## Exercise brief
Using the records below, write out again exactly the lines that begin at the line containing "pin: vintage blue" and end at the line containing "pin: rear fender skirt", and no other lines.

## Records provided
+ + + + +
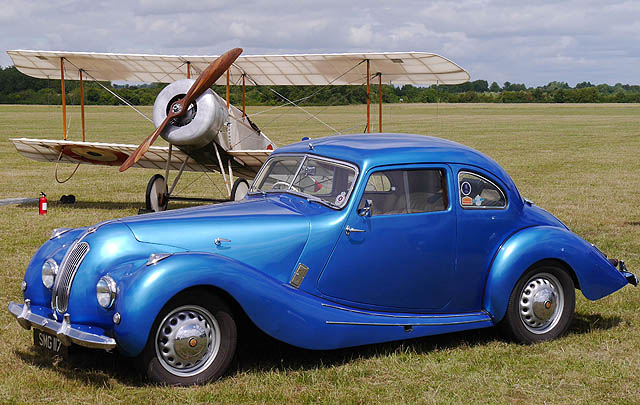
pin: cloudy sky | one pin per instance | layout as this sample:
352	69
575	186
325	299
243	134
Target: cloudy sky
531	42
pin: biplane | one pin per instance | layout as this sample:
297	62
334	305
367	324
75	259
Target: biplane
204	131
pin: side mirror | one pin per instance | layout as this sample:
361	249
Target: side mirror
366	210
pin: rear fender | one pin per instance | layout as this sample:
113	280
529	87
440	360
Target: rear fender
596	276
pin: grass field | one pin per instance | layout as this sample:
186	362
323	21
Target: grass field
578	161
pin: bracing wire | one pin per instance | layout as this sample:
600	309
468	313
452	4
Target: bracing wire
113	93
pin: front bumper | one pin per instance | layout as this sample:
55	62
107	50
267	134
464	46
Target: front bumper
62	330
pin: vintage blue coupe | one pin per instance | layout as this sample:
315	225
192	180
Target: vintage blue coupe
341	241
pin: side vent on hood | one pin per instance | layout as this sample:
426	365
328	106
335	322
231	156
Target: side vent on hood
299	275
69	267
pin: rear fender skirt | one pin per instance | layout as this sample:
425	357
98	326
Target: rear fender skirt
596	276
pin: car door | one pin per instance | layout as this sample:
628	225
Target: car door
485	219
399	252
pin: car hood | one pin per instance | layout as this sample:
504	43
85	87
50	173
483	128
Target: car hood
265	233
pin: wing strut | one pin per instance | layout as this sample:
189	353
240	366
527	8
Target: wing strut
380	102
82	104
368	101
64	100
+ + + + +
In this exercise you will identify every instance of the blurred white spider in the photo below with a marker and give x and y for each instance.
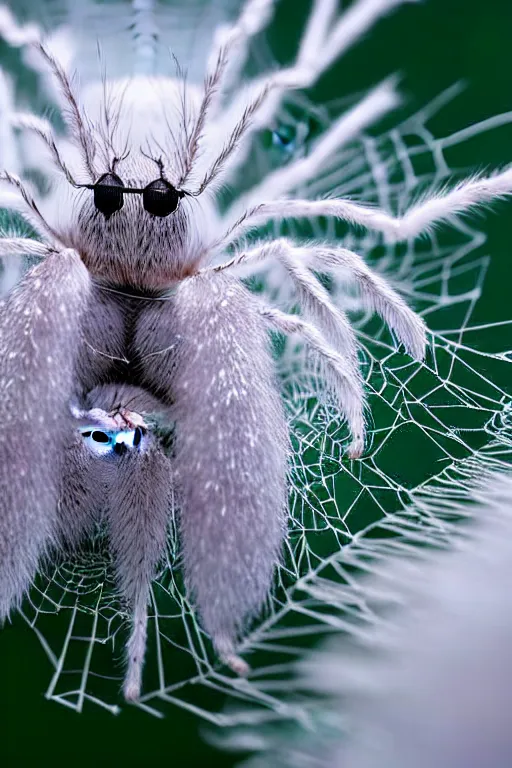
+ + + + +
## Answer to this task
pin: vintage blue coupe | one pin per instance | layout as this sample:
315	225
192	180
Target: vintage blue coupe
341	241
pin: side vent on hood | one pin per instance | layout as this sample:
426	365
328	106
335	322
231	156
Target: side vent on hood
299	275
69	267
pin: rear fender skirt | one pin per instance | layout as this sample:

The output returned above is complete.